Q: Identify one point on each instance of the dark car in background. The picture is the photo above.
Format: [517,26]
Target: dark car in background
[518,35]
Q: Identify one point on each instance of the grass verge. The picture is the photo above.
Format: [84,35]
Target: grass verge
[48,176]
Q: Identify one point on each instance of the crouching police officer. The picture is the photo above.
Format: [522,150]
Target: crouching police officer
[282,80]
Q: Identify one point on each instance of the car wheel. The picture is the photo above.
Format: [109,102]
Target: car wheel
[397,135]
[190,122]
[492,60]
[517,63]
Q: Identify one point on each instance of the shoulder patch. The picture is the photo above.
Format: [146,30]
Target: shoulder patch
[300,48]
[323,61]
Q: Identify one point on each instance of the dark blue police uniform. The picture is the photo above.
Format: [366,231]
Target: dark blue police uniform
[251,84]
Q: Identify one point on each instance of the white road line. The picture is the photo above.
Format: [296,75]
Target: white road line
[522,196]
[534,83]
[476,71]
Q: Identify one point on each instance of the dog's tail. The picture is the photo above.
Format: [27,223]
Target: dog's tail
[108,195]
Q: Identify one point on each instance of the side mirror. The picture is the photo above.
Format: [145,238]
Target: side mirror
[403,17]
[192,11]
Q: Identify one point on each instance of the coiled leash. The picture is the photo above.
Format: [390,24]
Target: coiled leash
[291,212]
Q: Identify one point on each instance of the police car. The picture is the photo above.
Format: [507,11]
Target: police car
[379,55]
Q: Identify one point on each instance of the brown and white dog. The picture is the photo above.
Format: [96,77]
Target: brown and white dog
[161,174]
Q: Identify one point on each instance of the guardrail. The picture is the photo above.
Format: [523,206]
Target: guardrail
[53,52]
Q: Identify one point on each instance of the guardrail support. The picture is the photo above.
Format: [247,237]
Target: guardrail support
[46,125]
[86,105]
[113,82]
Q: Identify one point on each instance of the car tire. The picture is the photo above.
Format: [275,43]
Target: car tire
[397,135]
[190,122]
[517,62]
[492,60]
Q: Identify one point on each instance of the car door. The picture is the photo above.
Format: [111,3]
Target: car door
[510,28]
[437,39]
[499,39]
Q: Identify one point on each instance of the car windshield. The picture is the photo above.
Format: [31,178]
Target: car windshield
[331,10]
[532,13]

...

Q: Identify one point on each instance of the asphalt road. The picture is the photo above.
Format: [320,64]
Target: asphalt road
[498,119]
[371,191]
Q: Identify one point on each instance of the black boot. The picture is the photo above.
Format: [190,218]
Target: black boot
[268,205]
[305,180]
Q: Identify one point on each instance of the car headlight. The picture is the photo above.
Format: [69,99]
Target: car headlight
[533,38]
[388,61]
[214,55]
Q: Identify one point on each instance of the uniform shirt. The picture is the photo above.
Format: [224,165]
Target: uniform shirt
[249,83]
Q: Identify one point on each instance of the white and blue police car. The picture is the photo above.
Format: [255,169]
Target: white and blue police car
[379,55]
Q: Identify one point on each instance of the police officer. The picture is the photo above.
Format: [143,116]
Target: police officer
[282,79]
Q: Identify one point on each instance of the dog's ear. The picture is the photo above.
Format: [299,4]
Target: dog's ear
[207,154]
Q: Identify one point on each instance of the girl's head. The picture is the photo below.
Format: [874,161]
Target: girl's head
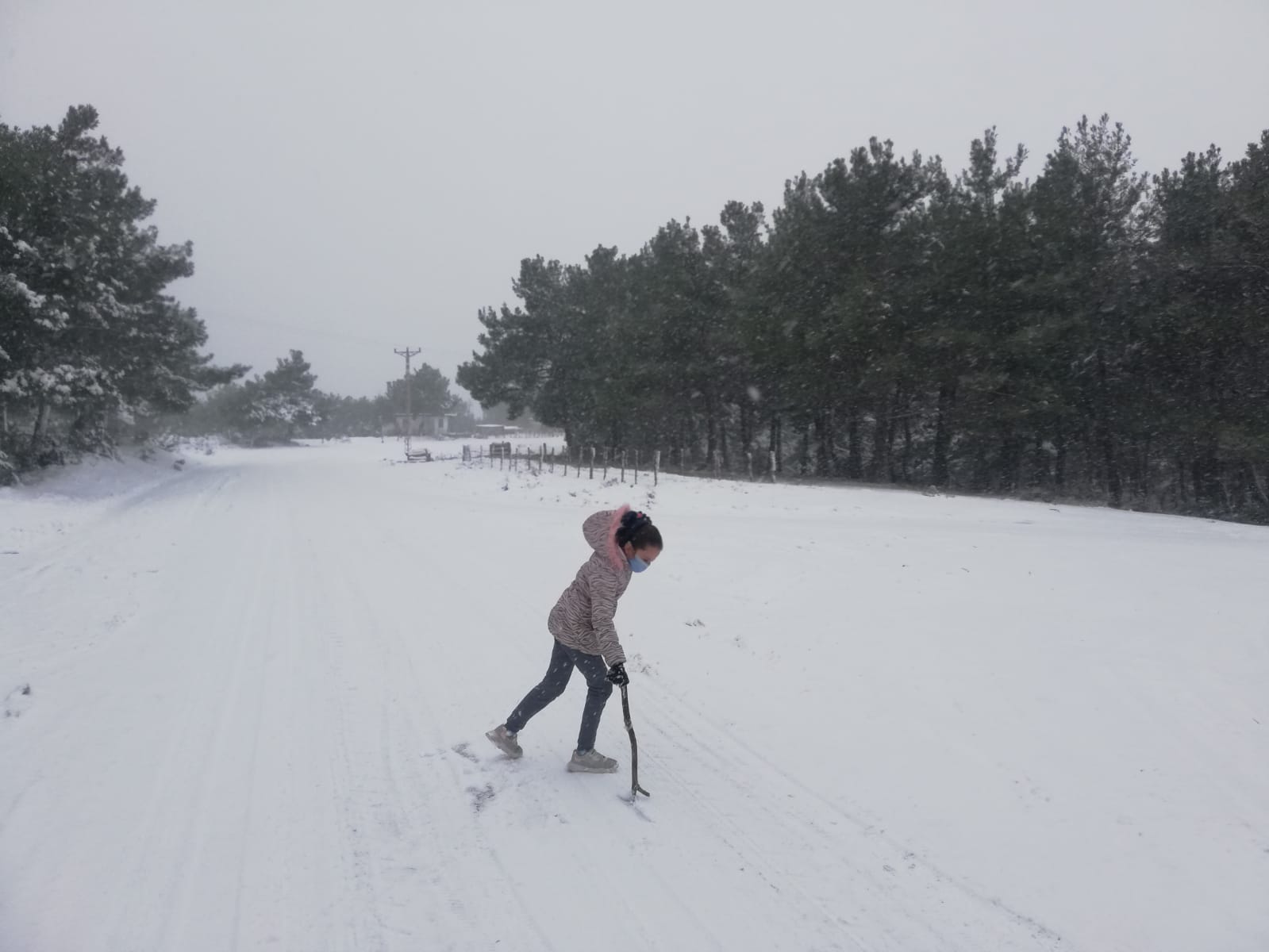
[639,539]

Stated task
How many lines in the items above contain the string "coiled" with the same capitalization? Give only the number.

Solution to the exercise
2